═══ Passage for review ═══
Burkhalter was released from jail when her son bailed her out around 15 hours after being processed.

According to CNN the July 29 complaint was filed in the Circuit Court of the 9th Judicial Circuit in Orange County against The Walt Disney Company and a number of its executives as well as the Orange County Sheriff and a number of its deputies.

During a news conference last week, Burkhalter described being arrested as the “most humiliating day of my life.” She reportedly vomited during transport and requested medical care but was denied.

Burkhalter’s lawyer said Disney has never apologized for the incident. It did manage to ban the great-grandmother and her family from ever visiting the Magic Kingdom™ again—though the order was later rescinded.

It might sound like a given that she’ll win the case—after all, what lunatic tries to lock up a senior citizen for using a widely available medicine that her doctor recommended?—but her case could be tougher to prove than you might think. CBD is still technically illegal in America if it isn’t approved by the US Food and Drug Administration. Since the FDA hasn’t approved any over-the-counter CBD oils, it’s unlikely that Burkhalter’s oil was legal. As distasteful as it is, the police might have been completely in their rights to arrest the woman.

This highlights a serious issue that has arisen again and again since the signing of the 2018 Farm Bill, which legalized hemp by delineating between it and “marijuana.” Many consumers are still under the impression that CBD-infused products were legalized by the bill, but the truth is a little weirder.

CBD is the active ingredient in Epidiolex, a pharmaceutical used to treat rare forms of epilepsy in children. According to federal regulations, any compound that appears as an active ingredient in a drug must be approved by the FDA for over-the-counter delivery before it can be sold—generally a good rule. But that means that every bottle of CBD oil on every shelf in America is actually a black market item.
═══ Dataset extract ═══
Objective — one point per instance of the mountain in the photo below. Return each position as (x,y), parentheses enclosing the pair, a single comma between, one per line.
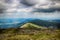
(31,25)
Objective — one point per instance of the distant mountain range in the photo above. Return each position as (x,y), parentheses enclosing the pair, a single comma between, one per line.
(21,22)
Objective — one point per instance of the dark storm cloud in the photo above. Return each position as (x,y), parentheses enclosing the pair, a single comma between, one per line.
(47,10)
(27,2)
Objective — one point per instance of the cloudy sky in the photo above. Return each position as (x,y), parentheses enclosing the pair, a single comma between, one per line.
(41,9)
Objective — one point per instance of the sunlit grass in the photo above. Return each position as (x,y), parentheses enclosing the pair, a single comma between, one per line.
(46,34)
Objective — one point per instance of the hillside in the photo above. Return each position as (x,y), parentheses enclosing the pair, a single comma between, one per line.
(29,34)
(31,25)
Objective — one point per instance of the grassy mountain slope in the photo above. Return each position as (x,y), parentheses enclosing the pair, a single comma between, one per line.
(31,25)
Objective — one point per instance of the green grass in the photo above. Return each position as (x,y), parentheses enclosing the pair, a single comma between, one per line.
═══
═══ Dataset extract ═══
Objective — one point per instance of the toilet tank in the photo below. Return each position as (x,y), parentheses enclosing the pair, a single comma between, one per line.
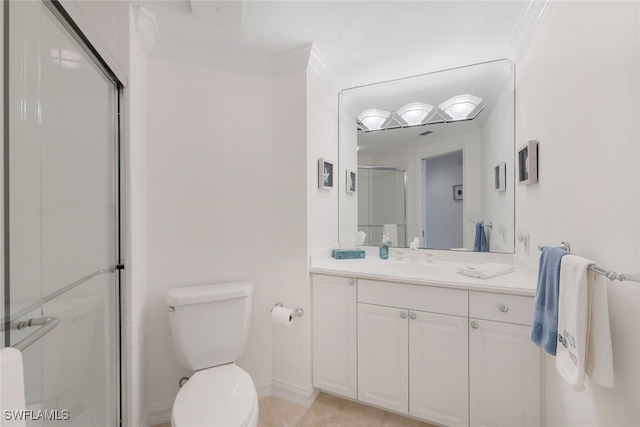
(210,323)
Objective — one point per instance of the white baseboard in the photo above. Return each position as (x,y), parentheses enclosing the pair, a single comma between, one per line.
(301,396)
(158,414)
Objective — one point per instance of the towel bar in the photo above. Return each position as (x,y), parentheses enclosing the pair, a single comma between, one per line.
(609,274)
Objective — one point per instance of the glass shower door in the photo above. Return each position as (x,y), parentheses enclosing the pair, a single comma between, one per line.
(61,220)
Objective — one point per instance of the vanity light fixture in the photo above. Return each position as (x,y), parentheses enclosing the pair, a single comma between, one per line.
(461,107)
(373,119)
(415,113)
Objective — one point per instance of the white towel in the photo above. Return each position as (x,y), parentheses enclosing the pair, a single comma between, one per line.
═══
### [Problem A]
Answer these questions from the article about the CBD oil arrest:
(i) About how long after being processed was Burkhalter released, and who bailed her out?
(ii) In which court was the July 29 complaint filed?
(iii) Which pharmaceutical has CBD as its active ingredient, and what is it used to treat?
### [Problem B]
Rewrite the paragraph of the article about the CBD oil arrest that begins "It might sound like a given" in shorter form, keeping its main facts.

### [Exercise solution A]
(i) She was released around 15 hours after being processed, when her son bailed her out.
(ii) It was filed in the Circuit Court of the 9th Judicial Circuit in Orange County.
(iii) Epidiolex has CBD as its active ingredient. It is used to treat rare forms of epilepsy in children.

### [Exercise solution B]
Burkhalter's win may seem certain, but her case could be harder to prove than expected. CBD is technically illegal in America unless the FDA approves it, and the FDA has approved no over-the-counter CBD oils. Her oil was therefore likely illegal, and the police may have been within their rights to arrest her.